### [What you have to do]
Display each line of the records below that contains the string "hand". Case counts.

### [Data for this exercise]
=-=-=

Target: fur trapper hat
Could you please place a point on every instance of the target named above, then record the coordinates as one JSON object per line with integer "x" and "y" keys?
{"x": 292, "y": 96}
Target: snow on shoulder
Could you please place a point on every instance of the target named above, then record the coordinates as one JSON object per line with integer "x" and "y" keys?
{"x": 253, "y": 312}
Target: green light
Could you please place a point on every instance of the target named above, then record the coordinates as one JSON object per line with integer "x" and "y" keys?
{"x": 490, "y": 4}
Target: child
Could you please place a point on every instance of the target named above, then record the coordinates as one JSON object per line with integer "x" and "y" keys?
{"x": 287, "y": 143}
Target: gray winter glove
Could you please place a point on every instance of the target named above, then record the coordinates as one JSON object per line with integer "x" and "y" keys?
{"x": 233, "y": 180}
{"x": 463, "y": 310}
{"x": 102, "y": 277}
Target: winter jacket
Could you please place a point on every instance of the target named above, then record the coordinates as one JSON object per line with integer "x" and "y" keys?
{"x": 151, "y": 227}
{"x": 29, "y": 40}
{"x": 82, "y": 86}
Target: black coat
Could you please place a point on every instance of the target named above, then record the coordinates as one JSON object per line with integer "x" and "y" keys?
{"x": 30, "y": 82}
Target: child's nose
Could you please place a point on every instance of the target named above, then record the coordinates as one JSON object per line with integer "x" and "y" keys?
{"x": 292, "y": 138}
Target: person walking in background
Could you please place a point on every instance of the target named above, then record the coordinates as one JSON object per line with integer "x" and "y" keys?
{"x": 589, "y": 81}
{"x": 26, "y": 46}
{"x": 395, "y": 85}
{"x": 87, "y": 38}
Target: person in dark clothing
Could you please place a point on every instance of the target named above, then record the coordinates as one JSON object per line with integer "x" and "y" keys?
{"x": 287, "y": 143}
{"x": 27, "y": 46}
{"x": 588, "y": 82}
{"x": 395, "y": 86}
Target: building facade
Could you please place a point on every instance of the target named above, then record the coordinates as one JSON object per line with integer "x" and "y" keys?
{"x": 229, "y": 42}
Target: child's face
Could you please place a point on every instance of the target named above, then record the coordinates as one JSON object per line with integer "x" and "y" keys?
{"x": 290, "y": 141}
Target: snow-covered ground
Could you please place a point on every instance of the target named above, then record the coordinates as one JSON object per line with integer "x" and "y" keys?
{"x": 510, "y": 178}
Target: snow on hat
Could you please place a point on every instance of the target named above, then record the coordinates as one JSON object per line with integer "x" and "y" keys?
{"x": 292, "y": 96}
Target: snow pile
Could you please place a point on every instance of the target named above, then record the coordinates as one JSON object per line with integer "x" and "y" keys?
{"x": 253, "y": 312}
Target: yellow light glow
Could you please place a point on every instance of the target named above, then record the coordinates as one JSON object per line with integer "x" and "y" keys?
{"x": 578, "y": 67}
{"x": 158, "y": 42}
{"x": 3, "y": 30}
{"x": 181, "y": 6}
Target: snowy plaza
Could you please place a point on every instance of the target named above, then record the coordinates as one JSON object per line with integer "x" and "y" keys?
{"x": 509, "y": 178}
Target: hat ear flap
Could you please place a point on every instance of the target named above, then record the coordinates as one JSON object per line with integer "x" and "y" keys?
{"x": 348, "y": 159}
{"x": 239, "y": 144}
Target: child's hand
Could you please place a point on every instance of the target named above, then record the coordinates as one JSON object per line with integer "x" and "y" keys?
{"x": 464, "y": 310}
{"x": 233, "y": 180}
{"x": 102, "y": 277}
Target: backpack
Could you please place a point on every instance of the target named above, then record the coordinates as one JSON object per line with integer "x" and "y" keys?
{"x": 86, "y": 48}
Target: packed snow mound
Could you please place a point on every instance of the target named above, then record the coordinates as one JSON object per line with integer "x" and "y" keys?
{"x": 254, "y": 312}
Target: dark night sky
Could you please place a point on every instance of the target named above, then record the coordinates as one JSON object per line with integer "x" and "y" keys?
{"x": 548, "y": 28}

=-=-=

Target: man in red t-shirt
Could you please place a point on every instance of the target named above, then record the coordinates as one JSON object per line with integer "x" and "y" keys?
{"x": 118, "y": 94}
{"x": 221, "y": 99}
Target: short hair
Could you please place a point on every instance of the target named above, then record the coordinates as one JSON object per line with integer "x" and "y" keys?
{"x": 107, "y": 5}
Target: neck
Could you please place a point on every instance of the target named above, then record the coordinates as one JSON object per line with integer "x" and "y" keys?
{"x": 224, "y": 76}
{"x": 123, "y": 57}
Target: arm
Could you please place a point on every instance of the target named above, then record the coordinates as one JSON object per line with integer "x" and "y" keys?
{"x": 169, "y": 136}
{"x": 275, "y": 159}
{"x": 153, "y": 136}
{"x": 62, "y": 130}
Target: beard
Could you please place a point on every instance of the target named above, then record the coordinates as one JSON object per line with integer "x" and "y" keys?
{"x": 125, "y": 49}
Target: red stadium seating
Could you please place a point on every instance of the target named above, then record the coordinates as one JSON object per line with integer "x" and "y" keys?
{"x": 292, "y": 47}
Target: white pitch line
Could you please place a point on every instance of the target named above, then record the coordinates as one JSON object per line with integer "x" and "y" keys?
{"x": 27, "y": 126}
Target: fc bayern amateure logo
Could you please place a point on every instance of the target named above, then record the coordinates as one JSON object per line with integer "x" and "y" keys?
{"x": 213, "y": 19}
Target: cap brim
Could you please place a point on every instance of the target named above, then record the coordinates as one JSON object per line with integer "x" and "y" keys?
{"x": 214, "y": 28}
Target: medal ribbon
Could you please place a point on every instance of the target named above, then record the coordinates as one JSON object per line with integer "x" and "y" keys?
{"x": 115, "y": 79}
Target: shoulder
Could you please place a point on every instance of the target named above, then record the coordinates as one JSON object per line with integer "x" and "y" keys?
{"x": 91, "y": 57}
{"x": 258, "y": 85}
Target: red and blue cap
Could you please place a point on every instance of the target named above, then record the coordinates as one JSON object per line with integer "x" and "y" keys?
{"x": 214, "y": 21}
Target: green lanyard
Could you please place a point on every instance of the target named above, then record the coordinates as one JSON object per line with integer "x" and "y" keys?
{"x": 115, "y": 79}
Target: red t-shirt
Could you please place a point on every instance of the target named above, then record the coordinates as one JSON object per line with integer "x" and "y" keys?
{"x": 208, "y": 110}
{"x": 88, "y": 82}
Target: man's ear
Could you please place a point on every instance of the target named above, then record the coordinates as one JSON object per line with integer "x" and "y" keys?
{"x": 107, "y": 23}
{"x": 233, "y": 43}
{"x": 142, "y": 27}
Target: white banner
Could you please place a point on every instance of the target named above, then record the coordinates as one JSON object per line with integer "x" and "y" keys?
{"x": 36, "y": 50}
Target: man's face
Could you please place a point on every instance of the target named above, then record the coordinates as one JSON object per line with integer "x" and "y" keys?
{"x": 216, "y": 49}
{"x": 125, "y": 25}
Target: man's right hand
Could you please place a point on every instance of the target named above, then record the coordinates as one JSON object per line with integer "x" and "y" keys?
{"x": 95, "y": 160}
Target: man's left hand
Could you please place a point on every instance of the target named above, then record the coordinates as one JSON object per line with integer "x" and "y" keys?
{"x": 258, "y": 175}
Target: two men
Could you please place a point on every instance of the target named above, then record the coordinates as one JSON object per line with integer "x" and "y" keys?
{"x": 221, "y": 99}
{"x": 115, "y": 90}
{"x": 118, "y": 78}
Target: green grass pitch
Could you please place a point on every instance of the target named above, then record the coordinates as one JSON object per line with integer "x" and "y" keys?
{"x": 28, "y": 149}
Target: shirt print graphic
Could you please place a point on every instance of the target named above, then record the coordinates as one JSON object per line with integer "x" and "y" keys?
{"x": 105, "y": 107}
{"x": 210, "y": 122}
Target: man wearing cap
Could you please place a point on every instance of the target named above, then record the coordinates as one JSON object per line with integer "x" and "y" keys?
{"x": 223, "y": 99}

=-=-=

### [Response to the exercise]
Target: child's hand
Target: man's right hand
Target: man's left hand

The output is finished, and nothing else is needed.